- Given task -
Copy the records below word for word, from the line with "Mark each instance of the grab" up to and including the last line of the records.

____________________

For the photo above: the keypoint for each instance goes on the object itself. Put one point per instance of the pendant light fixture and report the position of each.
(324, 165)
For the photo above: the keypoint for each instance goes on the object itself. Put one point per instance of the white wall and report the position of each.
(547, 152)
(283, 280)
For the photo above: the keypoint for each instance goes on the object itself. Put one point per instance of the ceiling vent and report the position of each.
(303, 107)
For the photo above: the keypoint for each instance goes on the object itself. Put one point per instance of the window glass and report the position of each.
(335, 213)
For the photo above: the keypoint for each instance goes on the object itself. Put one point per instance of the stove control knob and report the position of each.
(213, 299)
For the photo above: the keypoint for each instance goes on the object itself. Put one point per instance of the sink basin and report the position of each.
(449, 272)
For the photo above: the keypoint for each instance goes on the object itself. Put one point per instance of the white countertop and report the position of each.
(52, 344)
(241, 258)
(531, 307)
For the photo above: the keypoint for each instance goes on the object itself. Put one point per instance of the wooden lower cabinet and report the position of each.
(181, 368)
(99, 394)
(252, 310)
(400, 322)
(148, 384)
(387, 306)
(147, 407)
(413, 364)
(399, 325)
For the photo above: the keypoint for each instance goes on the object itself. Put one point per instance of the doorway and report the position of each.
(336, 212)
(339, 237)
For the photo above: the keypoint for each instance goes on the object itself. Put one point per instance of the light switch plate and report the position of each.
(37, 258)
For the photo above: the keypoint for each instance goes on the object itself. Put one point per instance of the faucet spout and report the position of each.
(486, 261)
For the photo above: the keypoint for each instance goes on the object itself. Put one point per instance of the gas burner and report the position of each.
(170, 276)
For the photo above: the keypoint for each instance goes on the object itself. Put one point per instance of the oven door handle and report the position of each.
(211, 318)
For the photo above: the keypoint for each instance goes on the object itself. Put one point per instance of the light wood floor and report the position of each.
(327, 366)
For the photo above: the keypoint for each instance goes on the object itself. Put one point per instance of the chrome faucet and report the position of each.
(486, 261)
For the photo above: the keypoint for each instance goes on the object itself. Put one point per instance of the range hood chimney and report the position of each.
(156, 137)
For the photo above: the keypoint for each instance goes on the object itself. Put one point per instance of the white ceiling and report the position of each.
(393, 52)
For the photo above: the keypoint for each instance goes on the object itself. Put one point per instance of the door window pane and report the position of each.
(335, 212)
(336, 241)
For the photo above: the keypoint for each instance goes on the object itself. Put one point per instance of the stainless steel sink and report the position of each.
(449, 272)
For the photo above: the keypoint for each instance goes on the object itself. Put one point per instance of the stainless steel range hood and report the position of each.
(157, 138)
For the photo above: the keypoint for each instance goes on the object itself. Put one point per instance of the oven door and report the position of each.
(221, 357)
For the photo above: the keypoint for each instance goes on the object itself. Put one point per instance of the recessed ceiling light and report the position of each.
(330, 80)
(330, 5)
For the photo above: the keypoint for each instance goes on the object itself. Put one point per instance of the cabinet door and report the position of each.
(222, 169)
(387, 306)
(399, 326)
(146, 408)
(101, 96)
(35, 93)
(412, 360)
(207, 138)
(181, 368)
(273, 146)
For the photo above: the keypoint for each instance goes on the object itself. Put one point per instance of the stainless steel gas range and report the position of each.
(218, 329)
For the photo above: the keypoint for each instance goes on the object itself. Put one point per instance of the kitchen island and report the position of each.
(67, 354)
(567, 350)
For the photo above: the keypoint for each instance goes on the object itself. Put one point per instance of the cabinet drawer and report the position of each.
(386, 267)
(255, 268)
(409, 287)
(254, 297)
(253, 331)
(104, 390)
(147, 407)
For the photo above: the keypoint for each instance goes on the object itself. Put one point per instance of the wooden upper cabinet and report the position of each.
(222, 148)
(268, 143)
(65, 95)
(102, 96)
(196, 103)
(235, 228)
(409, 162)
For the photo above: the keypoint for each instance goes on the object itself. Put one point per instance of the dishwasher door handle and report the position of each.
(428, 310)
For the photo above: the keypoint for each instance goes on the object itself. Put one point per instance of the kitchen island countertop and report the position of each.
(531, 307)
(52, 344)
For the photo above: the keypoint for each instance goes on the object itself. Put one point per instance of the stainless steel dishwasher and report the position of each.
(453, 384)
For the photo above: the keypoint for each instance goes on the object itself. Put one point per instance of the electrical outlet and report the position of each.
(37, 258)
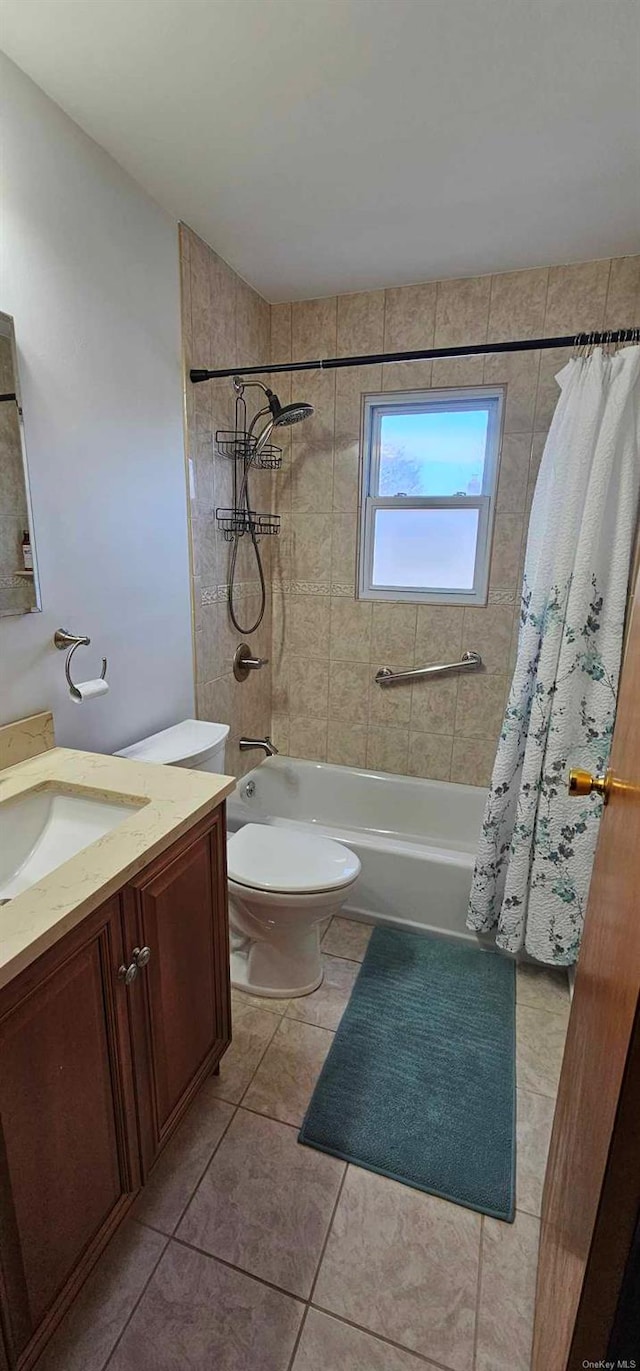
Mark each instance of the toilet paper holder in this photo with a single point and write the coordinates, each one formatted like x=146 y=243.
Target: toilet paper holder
x=63 y=640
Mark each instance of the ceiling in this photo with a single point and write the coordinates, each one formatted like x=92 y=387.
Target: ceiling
x=325 y=146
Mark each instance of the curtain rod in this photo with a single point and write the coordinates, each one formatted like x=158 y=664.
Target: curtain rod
x=422 y=354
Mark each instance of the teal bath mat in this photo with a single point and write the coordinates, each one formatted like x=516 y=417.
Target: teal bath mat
x=420 y=1082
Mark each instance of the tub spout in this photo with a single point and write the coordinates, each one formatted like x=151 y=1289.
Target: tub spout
x=269 y=749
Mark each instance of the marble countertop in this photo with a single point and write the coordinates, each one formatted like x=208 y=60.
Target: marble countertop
x=170 y=798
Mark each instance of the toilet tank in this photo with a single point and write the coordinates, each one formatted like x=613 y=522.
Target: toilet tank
x=195 y=743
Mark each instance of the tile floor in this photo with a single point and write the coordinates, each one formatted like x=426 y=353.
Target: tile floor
x=248 y=1252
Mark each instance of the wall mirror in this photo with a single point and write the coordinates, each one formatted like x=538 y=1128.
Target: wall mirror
x=19 y=592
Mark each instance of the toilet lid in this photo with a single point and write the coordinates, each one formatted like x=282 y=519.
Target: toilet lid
x=291 y=863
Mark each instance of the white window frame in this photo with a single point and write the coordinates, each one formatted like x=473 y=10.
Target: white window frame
x=409 y=402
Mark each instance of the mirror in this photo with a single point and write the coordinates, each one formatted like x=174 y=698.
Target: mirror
x=19 y=592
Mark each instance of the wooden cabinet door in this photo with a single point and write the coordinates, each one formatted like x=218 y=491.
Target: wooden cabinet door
x=67 y=1131
x=180 y=1001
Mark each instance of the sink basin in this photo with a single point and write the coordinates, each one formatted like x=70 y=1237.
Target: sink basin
x=43 y=828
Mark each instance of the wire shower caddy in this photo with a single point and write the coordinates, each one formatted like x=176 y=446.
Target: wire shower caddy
x=241 y=449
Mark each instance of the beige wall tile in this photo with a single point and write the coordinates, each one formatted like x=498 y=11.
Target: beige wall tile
x=407 y=376
x=518 y=373
x=318 y=495
x=488 y=631
x=394 y=632
x=314 y=328
x=517 y=305
x=462 y=311
x=410 y=317
x=388 y=704
x=388 y=749
x=309 y=687
x=576 y=298
x=348 y=691
x=457 y=370
x=548 y=390
x=311 y=549
x=307 y=620
x=307 y=738
x=346 y=479
x=350 y=629
x=311 y=479
x=280 y=732
x=437 y=634
x=622 y=309
x=361 y=321
x=505 y=555
x=429 y=754
x=433 y=705
x=480 y=706
x=472 y=761
x=347 y=743
x=280 y=335
x=514 y=473
x=344 y=549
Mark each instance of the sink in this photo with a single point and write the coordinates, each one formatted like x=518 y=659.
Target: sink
x=43 y=828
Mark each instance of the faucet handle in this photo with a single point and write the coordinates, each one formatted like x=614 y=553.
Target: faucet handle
x=245 y=662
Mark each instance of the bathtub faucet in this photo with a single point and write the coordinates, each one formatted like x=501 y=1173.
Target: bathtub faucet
x=269 y=749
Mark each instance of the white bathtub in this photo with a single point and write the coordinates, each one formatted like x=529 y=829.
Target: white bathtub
x=415 y=838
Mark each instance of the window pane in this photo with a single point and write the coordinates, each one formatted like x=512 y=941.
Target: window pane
x=425 y=549
x=433 y=453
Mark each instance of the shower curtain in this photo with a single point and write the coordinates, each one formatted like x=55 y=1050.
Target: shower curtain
x=536 y=850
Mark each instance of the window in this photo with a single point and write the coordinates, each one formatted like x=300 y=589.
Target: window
x=429 y=479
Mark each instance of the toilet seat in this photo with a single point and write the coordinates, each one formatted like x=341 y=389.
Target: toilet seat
x=287 y=863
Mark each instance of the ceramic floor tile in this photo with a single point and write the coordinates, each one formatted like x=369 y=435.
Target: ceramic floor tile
x=543 y=987
x=507 y=1293
x=91 y=1329
x=265 y=1204
x=287 y=1075
x=329 y=1345
x=347 y=938
x=199 y=1315
x=240 y=1000
x=252 y=1030
x=326 y=1005
x=539 y=1048
x=180 y=1167
x=403 y=1264
x=535 y=1120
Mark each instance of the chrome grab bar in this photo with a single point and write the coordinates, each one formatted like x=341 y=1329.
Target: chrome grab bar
x=468 y=662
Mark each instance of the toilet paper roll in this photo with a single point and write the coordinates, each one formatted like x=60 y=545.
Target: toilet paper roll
x=87 y=690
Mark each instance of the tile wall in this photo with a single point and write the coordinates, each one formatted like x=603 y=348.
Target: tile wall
x=326 y=645
x=224 y=324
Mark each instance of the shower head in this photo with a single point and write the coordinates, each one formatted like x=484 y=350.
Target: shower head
x=285 y=414
x=281 y=414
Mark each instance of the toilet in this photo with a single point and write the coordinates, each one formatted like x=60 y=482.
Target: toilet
x=282 y=884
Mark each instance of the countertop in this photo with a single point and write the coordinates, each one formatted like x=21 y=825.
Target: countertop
x=171 y=799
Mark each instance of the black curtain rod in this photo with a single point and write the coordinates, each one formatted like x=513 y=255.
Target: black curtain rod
x=422 y=354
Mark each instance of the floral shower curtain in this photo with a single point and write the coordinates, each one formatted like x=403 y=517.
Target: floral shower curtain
x=536 y=850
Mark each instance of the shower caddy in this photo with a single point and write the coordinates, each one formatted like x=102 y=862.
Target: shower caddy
x=240 y=447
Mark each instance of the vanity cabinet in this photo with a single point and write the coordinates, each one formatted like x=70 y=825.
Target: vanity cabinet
x=97 y=1064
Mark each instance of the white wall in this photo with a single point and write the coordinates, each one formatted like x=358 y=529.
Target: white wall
x=89 y=270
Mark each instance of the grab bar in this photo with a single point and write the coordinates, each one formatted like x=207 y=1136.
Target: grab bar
x=469 y=662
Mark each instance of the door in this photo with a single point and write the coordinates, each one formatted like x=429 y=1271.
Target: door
x=67 y=1129
x=180 y=1000
x=592 y=1186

____________________

- Complete output -
Mark each instance of the grab bar in this photo with a single point and write the coordinates, each one formatted like x=207 y=1136.
Target: grab bar
x=469 y=662
Mark each instance of the door in this photo with a single point and write the coordinates, each one formatted like x=429 y=1271.
Target: door
x=67 y=1129
x=180 y=1000
x=592 y=1186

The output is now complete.